:: What to produce ::
Can you repeat every one of the records below word for word, changing nothing?

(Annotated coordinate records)
_____

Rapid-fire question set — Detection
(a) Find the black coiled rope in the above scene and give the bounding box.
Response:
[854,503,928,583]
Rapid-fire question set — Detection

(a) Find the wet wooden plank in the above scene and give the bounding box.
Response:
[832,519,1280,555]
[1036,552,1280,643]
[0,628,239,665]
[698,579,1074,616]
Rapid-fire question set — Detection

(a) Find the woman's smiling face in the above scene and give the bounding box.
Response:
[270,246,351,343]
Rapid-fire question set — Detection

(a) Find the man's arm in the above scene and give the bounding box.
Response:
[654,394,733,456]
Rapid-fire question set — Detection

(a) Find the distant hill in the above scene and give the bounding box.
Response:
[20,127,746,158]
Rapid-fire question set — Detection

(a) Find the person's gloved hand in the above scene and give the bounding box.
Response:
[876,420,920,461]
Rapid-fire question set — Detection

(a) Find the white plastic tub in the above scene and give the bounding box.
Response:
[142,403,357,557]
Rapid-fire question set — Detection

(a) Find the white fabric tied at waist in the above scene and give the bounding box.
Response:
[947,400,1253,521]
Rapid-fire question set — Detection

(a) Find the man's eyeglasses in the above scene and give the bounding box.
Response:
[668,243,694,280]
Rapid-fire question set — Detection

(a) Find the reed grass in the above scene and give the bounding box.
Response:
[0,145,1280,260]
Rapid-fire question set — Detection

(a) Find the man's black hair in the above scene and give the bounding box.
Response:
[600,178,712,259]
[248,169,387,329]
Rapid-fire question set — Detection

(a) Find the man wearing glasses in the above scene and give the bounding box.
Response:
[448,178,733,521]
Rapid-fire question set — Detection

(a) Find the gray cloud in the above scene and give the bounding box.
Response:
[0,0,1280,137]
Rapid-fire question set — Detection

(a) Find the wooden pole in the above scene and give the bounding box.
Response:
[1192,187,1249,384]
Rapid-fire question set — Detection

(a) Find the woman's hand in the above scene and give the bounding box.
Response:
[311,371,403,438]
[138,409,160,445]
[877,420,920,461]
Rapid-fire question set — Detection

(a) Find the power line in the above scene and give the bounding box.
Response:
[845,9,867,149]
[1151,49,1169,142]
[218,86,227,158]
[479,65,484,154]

_____

:: Answer to the exercise ::
Rapid-fire question set — Detection
(a) Find the black coiled rope in the above scene and give the bounding box.
Response:
[854,503,928,583]
Rapid-fire question set — Detection

(a) Find the wet wooden plank in the above scene and give the bounding box.
Response:
[832,519,1280,555]
[1036,552,1280,643]
[0,628,239,665]
[698,579,1074,616]
Rapid-fire question set — Detection

(a) Find the woman's smiling face in the above scene and give the bounding box.
Response:
[270,246,351,343]
Rapid-fire question set — Detection

(a) Find the man's arm in the above scene and give the bounding box.
Response:
[654,394,733,456]
Rapid-fire question set — Detection

(a) Find the distant hill in the above scene and give the bounding box.
Response:
[20,127,746,158]
Rapid-fire question set — Detection

(a) Find the person's gloved hand in the above scene and give the bounding box.
Response:
[876,420,920,461]
Rapid-fire question set — Detection

(a) Find the white plastic tub in the above scene and give the bounding box.
Response:
[142,403,357,557]
Rapid-fire question set — Detection

(a) Find the white fabric tied at waist in the above scene and give the bounding box.
Response:
[947,400,1253,521]
Rapid-fire question set — Detection

(a) Find the man's eyeglasses in the above scene and give the bounding box.
Response:
[668,243,694,280]
Rapid-fire question set — Detection

(a) Find the reed grass in the above scene and give the bounding box.
Response:
[0,145,1280,260]
Rapid-fire question set — Detection

(a) Find the man's black hair in the above scene and give the bounding box.
Response:
[600,178,712,259]
[248,169,387,329]
Rapid-fire question set — Detection

(a) Find the man wearing glasses in the above scene and give the bounding box.
Response:
[448,178,733,521]
Rapid-fire question set — Detection

(a) Find the gray cloud in the above scene and give the bounding box.
Response:
[0,0,1280,137]
Rapid-fire question set — Detection

(a) Find the wooden pole in the above scene and give the bounding box.
Response:
[1192,187,1249,384]
Rapid-fire question set — Detection

(a) Find the woman's hand in the above scene and give the bounding box.
Response:
[311,371,403,438]
[138,409,160,445]
[877,420,920,461]
Rapid-fire question set — Detection

(a) Find the power line in the above scene and give the bounding box.
Response:
[845,9,867,149]
[1151,49,1169,142]
[218,86,227,158]
[479,65,484,154]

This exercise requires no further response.